Task list:
- 1) Answer these questions using the excerpt on immigration judges.
(a) How many cases does the writer say they decided as an IJ?
(b) Which proposed section of the INA would require opinions to be issued in written form?
(c) What degree of relative does the text say first cousins are?
- 2) Return everything in the excerpt on immigration judges from "Proposed section 621(e)" down to "100 written decisions).", copied word for word.
- 3) Carry the excerpt on immigration judges further, picking up right after its final sentence.

[Text segment — start]

There are plenty of judges in the United States who are married to other judges, and at least at one time, one married couple and two brothers (first-degree relatives) who were IJs. If my wife were a lawyer (she’s not), and I were still an IJ, why should she be barred from taking the bench simply because her husband was there, too (especially if she were a modern-day Oliver Wendell Holmes, Jr. and I was more of an Oliver Hardy)?
I won’t even get into the restrictions on first cousins (third-degree relatives) sharing the bench, except to note that I rarely see most of mine, we have no shared financial interests, and have little in common except blood.
Then, there are provisions that prompt one to wonder whether the drafters have ever been to an immigration court.
Proposed section 621(e) of the INA, as amended by H.R. 6577, would mandate that “Opinions and orders ... shall, to the greatest extent practicable, be issued in the form of a written opinion.” IJs can decide more than 20 cases on the merits per week, and consequently, nearly all merits decisions are delivered orally (in the 15,000-plus cases I decided, I probably issued fewer than 100 written decisions).
The transcripts of those oral decisions can run upwards of 50 pages, including a summary of the testimony and an analysis of the law. How in the world could any judge issue 20 written decisions of even 20 pages each in a single week? That is a sure-fire recipe to burn out judges and boost appeals.

[Text segment — finish]
[Stored data — start]

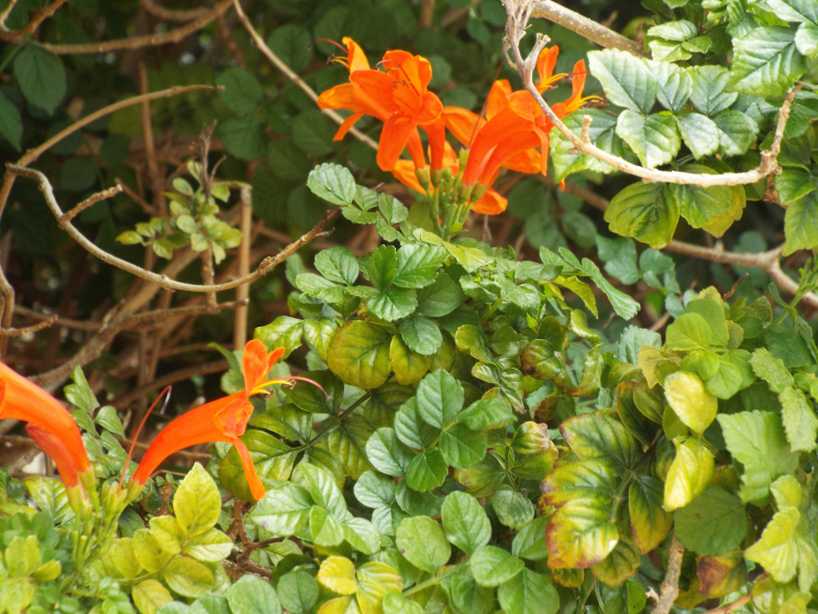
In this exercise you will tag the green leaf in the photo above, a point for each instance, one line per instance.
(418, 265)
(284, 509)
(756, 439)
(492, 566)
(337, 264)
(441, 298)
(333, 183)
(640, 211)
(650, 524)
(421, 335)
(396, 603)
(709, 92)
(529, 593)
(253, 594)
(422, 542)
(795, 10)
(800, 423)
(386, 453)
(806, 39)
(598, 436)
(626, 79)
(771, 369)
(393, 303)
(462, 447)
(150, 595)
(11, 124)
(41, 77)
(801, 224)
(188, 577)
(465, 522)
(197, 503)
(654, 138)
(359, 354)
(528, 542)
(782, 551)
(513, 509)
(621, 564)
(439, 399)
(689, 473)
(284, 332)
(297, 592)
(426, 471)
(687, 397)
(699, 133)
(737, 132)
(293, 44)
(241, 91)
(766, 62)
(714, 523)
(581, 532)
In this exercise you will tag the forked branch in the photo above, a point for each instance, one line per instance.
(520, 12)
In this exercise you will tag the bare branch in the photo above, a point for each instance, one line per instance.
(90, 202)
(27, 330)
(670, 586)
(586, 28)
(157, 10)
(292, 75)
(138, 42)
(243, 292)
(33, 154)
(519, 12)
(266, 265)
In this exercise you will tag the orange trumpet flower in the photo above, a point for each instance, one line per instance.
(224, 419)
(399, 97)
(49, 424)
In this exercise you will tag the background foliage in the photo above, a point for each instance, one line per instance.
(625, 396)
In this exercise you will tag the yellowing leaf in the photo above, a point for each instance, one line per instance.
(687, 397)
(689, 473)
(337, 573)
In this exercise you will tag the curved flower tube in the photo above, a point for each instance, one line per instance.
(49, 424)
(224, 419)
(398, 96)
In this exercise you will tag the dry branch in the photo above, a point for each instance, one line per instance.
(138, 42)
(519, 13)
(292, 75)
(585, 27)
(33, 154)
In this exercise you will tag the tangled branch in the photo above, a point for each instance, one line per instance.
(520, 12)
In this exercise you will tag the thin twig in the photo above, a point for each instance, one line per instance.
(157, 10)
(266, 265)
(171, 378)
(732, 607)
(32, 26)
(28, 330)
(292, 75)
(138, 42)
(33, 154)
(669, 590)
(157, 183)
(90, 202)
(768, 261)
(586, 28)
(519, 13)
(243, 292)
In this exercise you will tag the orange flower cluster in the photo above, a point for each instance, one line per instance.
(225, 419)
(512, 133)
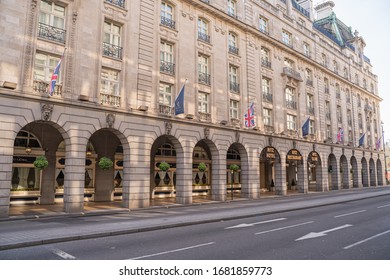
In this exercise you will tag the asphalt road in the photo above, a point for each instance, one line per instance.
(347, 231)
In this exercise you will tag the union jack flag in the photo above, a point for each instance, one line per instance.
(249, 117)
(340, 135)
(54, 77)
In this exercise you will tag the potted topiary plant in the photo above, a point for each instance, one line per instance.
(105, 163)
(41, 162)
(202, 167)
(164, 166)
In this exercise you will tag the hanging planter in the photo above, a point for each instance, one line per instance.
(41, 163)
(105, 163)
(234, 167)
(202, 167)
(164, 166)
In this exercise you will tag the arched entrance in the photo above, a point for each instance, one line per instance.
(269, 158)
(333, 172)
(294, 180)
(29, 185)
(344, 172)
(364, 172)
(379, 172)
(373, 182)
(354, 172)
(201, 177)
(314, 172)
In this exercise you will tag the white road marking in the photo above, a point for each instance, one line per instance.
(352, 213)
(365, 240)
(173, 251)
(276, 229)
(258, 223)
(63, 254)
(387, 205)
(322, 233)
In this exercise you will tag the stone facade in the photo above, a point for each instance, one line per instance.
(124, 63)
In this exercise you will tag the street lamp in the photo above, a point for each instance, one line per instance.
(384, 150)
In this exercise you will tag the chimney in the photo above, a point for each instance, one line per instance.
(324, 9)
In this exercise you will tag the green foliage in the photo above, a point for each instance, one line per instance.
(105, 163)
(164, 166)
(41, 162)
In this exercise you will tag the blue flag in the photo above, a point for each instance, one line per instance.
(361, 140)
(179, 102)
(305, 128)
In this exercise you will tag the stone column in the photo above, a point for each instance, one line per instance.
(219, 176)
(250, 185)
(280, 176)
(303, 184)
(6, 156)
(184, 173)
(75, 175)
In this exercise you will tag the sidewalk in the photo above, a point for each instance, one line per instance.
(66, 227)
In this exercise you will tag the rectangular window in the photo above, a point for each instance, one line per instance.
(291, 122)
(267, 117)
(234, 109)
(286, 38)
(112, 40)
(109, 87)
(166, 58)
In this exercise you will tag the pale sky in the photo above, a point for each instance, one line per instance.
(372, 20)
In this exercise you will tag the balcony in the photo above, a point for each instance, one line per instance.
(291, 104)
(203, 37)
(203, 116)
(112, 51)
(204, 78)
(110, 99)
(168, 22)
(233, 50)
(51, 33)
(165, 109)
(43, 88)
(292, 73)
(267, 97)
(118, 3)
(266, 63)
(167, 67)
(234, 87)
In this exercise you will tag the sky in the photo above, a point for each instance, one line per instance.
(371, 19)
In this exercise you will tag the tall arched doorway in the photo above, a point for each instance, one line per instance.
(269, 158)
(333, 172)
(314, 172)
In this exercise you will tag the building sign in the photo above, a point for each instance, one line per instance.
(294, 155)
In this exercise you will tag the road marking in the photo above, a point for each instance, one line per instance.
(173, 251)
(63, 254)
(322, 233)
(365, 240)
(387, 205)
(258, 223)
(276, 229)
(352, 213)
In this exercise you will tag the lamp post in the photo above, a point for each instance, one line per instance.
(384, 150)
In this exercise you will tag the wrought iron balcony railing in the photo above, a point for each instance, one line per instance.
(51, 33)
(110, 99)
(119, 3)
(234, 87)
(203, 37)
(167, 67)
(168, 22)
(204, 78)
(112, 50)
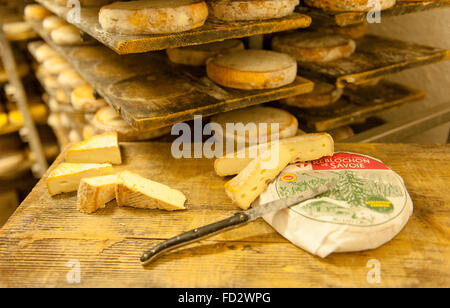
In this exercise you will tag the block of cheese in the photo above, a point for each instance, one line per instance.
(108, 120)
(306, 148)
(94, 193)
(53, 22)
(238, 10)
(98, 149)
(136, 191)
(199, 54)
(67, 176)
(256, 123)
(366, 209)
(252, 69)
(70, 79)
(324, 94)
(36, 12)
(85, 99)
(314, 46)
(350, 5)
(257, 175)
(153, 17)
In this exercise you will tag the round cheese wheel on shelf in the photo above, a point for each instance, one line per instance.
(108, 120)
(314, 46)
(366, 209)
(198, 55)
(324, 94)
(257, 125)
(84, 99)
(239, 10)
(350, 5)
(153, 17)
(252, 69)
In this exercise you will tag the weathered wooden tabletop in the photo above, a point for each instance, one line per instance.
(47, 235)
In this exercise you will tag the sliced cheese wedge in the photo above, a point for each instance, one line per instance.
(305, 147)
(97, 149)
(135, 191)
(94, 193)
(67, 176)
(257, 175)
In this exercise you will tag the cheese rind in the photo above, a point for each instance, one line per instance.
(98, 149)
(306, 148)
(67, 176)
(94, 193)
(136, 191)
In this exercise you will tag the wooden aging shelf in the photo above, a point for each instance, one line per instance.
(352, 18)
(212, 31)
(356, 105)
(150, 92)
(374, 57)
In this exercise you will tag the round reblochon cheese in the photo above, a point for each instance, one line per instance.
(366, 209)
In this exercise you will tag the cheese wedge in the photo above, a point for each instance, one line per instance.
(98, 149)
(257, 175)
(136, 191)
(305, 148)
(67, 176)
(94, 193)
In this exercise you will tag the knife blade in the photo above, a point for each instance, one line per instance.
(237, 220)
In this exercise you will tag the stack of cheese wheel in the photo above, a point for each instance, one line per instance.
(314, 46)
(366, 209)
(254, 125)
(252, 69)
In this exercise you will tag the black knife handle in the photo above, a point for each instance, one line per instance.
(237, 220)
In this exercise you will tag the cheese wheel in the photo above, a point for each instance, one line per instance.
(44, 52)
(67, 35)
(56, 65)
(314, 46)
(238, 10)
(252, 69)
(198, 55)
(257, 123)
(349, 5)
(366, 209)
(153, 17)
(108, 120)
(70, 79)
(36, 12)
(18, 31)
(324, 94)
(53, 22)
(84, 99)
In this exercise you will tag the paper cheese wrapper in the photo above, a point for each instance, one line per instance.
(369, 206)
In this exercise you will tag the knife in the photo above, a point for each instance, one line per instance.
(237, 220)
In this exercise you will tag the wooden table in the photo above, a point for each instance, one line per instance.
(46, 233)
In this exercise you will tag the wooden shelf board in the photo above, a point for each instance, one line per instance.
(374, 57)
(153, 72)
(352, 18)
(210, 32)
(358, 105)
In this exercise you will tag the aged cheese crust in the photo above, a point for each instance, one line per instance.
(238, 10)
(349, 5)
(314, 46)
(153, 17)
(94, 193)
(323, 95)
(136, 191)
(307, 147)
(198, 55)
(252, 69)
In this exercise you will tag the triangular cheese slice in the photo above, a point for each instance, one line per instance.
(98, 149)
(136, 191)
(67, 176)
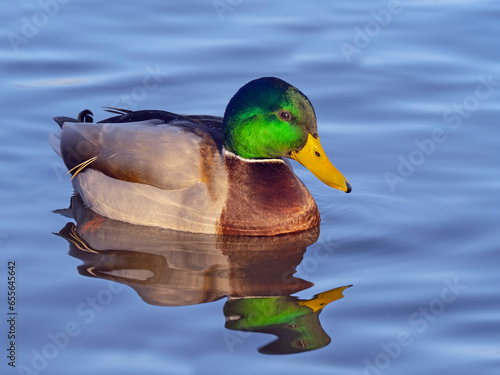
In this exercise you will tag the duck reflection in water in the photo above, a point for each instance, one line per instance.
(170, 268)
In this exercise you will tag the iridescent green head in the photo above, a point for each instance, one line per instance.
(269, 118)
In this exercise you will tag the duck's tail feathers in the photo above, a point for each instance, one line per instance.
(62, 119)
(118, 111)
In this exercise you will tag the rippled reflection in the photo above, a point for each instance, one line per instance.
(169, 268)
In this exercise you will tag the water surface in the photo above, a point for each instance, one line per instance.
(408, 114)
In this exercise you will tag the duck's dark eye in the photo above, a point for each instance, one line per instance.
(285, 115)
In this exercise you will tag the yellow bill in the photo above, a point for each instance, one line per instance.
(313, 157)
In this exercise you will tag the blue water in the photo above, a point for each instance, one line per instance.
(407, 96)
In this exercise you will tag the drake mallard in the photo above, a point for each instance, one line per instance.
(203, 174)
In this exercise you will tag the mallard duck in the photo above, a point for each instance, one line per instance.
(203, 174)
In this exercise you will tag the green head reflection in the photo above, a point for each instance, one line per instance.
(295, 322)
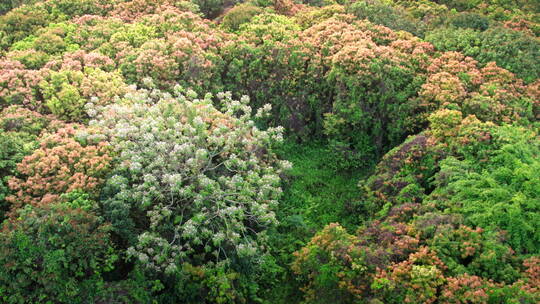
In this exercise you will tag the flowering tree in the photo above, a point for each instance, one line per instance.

[Stored data — finish]
[Stored data — start]

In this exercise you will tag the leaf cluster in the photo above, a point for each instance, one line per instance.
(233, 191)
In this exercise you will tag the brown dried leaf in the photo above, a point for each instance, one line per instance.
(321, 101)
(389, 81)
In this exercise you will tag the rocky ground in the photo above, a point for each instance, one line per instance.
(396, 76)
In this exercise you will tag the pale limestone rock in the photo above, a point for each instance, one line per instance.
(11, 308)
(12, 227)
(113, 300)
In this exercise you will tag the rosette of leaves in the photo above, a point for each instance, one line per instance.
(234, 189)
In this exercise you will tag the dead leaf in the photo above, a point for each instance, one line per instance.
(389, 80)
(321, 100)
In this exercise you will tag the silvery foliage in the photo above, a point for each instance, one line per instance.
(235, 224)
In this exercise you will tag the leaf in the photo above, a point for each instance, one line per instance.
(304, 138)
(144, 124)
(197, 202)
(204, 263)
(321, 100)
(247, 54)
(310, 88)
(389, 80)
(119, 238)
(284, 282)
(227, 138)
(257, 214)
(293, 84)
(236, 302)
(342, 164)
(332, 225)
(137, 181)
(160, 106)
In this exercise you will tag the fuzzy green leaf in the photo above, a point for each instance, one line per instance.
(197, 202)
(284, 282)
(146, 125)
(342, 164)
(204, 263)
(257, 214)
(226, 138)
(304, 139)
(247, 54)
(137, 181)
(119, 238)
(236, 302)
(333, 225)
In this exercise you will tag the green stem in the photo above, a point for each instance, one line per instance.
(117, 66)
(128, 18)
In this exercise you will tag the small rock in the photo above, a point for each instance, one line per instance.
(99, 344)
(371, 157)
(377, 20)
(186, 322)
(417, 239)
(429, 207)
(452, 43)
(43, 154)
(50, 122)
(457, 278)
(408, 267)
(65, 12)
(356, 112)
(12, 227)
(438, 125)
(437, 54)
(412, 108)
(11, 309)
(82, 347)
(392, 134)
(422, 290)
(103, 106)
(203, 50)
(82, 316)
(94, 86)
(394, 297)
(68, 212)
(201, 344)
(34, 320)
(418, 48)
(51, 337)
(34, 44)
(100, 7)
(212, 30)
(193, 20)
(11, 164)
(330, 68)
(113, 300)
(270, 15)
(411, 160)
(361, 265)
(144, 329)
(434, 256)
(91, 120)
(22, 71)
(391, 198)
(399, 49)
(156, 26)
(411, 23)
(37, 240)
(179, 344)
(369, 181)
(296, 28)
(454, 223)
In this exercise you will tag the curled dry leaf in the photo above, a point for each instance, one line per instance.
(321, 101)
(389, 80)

[Stored data — finish]
[Stored data — start]

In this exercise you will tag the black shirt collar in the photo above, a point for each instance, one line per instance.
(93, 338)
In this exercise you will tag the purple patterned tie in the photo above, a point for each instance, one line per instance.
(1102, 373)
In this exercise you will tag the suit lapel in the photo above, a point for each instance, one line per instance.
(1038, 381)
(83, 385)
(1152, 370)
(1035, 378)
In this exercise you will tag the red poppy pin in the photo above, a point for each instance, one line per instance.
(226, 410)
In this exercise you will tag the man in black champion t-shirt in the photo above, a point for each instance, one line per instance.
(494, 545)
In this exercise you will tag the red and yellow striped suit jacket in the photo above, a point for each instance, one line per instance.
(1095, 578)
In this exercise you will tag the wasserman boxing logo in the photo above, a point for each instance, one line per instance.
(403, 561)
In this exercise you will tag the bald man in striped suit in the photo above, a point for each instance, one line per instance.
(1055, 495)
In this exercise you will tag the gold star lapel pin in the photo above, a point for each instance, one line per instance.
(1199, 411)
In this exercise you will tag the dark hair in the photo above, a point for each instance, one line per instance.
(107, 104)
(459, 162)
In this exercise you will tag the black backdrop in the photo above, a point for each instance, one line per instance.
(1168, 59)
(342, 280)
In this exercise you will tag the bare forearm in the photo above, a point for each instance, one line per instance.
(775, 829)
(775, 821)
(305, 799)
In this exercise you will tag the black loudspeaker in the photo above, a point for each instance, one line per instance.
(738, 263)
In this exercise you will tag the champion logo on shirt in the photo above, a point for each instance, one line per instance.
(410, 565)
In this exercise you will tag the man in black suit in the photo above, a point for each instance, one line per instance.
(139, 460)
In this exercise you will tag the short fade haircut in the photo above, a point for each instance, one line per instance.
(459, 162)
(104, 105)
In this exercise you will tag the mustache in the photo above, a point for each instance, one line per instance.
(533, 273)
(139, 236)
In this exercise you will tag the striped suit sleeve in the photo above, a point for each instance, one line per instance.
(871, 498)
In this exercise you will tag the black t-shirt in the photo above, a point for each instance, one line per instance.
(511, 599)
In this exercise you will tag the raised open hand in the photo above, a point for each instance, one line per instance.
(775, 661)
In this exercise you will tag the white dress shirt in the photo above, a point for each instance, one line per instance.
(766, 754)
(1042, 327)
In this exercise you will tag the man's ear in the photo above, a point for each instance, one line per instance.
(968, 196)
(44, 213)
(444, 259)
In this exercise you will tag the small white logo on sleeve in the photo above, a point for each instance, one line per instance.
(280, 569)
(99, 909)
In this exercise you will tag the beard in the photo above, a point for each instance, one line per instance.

[Stored data — finish]

Responses for each task:
- 1)
(a) More than 15,000 (the "15,000-plus cases").
(b) Section 621(e).
(c) Third-degree relatives.

- 2)
Proposed section 621(e) of the INA, as amended by H.R. 6577, would mandate that “Opinions and orders ... shall, to the greatest extent practicable, be issued in the form of a written opinion.” IJs can decide more than 20 cases on the merits per week, and consequently, nearly all merits decisions are delivered orally (in the 15,000-plus cases I decided, I probably issued fewer than 100 written decisions).

- 3)
And although this provision states “to the greatest extent practicable”, what are the odds that a judge who issues a couple of hundred written decisions in 15 years is going to be reappointed to another 15-year term?
The bill also bars merits hearings involving video teleconferencing (VTC), except where “the alien consents to its use”.
As an IJ, I had jurisdiction over in-person hearings in my own court at the York (Pennsylvania) County Jail, as well as hearings in two other county jails, one family detention center, most of the 23 prisons in the Pennsylvania state system, and two federal correctional institutions.
Pennsylvania is a big state, and the state and federal governments in Pennsylvania do not transport incarcerated prisoners to immigration courts. Few of those prisoners would waive in-person hearings, meaning that the ICE attorney, my clerk, my interpreter, and I would spend most of our time on the road.
VTC is not always perfect, but it works and satisfies due process. There is no reason for such a rule.
Timing. These are just a few of the problematic provisions in H.R. 6577. As I stated in that January post, an independent immigration court is “a solution in search of a problem”. Not only does this bill make the real problems in the EOIR system worse, but this proposal could not have come at a worse time.
The immigration courts are just starting to dig themselves out of Covid-19 pandemic closures, just in time to deal with the largest surge of illegal migrants at the Southwest border in history.
The backlogs will only get worse if (as DHS fears) 18,000 new illegal migrants are apprehended per day at the Southwest border after pandemic-related expulsion orders issued by the CDC under Title 42 of the U.S. Code expire on May 23. If even 10 percent of those aliens are placed on immigration court dockets, those dockets will grow by one-third in just a year.
Alien respondents must now wait on average 875 days (nearly 2.4 years) for their next immigration court date. How much worse will that become when IJs’ dockets are groaning under the weight of some 2.4 million cases?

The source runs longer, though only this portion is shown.